In the book passage below, recast the paragraph that begins "North Carolina, 1940: Anna Dale" as a short bulleted list that keeps its main facts.

▶ _Passage to read_:

Segment Open

EXCERPT: Edenton, North Carolina, March 23, 1940
The children knew it was finally spring, so although the air still held the nip of winter and the grass and weeds crunched beneath their feet, they ran through the field and woods, yipping with the anticipation of warmer weather. The two boys and their little sister headed for the creek, drawn to water, as they always were. The girl, only three and not as sure footed as her brothers, tripped over something and landed face-first in the cold water of the creek. Her big brother picked her up before she could start howling, cuddling her close against his thin jacket, a hand-me-down from one cousin or another. He looked down to see what she had stumbled over and leaped back, dropping his sister to the earth. Grabbing his younger brother’s arm, he pointed. It was a man, lying there, his rumpled clothes sopping wet and his face as white and waxy as the candles their mother kept around the house for when the electric went out, which was every other day, it seemed.
The younger boy backed away. ‘He alive?’ he whispered.
The little girl got to her feet and started moving toward the man, but her older brother grabbed her arm and held her back.
‘Uh-uh,’ he said. ‘He dead as a doornail. And look’ – he pointed – ‘his head all caved in.’
‘Let’s git outta here,’ the younger boy said, turning to run back the way they’d come, and his brother was quick to follow, holding their sister beneath his arm like a football. He knew they wouldn’t tell. Wouldn’t say nothing to their mama or no one. Because though they were young, one thing they’d already learned. Colored boy found with a dead white body? That didn’t look good to nobody.
ABOUT THIS BOOK: North Carolina, 2018: Morgan Christopher’s life has been derailed. Taking the fall for a crime she did not commit, she finds herself serving a three-year stint in the North Carolina Women’s Correctional Center. Her dream of a career in art is put on hold—until a mysterious visitor makes her an offer that will see her released immediately. Her assignment: restore an old post office mural in a sleepy southern town. Morgan knows nothing about art restoration, but desperate to leave prison, she accepts. What she finds under the layers of grime is a painting that tells the story of madness, violence, and a conspiracy of small town secrets.
North Carolina, 1940: Anna Dale, an artist from New Jersey, wins a national contest to paint a mural for the post office in Edenton, North Carolina. Alone in the world and desperate for work, she accepts. But what she doesn’t expect is to find herself immersed in a town where prejudices run deep, where people are hiding secrets behind closed doors, and where the price of being different might just end in murder.
What happened to Anna Dale? Are the clues hidden in the decrepit mural? Can Morgan overcome her own demons to discover what exists beneath the layers of lies?

Segment Closed

(Point localization data)
Segment Open

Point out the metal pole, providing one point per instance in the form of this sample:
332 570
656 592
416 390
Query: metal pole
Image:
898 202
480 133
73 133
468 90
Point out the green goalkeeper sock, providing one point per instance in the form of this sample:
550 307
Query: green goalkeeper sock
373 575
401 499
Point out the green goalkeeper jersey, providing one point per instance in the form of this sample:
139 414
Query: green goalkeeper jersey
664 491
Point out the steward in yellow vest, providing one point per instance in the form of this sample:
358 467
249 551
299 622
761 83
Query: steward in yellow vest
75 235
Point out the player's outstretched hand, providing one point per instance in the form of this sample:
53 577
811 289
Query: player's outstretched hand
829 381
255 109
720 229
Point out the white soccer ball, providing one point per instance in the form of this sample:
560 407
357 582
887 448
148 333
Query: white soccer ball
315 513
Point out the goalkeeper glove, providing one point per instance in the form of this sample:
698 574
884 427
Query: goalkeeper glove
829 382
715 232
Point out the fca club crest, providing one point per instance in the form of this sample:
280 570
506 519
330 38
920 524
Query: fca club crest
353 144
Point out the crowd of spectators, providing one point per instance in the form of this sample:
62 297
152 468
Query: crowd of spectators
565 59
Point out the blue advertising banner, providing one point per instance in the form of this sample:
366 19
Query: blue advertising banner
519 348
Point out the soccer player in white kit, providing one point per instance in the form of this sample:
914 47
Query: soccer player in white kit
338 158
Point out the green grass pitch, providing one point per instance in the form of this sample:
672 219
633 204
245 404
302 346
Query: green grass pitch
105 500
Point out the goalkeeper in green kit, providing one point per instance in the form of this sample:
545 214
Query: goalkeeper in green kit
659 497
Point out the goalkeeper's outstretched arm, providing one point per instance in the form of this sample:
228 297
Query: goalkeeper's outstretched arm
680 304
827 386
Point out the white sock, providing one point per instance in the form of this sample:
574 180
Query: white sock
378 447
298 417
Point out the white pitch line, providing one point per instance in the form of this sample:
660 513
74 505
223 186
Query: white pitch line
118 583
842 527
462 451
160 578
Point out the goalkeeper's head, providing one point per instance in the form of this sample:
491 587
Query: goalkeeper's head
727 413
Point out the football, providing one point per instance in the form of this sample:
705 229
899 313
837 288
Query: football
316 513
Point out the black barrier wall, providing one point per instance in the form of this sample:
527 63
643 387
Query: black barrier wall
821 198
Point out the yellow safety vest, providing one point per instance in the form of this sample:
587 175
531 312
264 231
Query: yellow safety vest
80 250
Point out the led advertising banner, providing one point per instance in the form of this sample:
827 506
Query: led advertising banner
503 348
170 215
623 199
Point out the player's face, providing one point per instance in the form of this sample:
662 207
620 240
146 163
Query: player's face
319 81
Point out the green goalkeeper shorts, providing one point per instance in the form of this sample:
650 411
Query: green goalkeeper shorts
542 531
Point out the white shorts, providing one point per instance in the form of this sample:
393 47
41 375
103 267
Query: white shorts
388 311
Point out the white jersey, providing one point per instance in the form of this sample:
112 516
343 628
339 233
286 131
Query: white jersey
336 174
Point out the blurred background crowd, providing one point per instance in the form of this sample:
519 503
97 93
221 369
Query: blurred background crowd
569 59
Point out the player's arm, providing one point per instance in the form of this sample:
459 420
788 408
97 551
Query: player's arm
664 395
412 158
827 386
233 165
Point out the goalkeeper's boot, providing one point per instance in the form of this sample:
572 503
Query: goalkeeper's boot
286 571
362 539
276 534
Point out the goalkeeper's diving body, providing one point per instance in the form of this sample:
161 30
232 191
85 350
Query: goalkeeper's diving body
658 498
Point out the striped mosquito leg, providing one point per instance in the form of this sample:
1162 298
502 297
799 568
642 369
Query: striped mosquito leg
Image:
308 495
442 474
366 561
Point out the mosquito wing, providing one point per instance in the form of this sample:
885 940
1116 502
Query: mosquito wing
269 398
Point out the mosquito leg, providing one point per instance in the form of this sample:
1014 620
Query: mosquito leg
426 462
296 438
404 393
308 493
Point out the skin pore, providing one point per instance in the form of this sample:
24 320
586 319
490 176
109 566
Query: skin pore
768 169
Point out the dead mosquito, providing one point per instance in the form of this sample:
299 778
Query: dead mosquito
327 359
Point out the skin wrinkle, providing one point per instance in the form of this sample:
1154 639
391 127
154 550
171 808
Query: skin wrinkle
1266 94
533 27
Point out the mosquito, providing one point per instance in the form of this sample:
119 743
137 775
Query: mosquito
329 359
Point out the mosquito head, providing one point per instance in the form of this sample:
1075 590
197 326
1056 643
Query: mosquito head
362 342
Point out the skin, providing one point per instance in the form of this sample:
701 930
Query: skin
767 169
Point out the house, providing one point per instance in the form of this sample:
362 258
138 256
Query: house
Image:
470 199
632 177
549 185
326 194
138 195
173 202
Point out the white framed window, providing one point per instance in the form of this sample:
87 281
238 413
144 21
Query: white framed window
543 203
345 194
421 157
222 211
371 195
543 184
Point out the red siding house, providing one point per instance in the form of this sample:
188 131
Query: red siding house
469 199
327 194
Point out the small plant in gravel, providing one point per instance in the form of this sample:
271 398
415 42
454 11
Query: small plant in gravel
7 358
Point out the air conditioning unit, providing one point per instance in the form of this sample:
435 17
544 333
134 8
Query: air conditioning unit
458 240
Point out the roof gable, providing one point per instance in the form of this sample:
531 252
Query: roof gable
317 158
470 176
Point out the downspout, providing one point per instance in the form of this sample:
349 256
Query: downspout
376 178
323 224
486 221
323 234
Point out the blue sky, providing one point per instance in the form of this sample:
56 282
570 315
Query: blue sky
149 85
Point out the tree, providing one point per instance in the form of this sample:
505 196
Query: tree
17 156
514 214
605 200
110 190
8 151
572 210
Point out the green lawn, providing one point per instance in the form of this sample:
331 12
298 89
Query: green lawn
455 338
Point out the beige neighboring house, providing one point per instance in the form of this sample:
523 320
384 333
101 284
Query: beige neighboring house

Segment Closed

▶ _Task answer_:
- Time and place: North Carolina, 1940.
- Anna Dale, an artist from New Jersey, wins a national contest to paint a mural for the post office in Edenton, North Carolina.
- Alone in the world and desperate for work, she accepts.
- She unexpectedly finds herself in a town where prejudices run deep and people hide secrets behind closed doors.
- In this town, the price of being different might end in murder.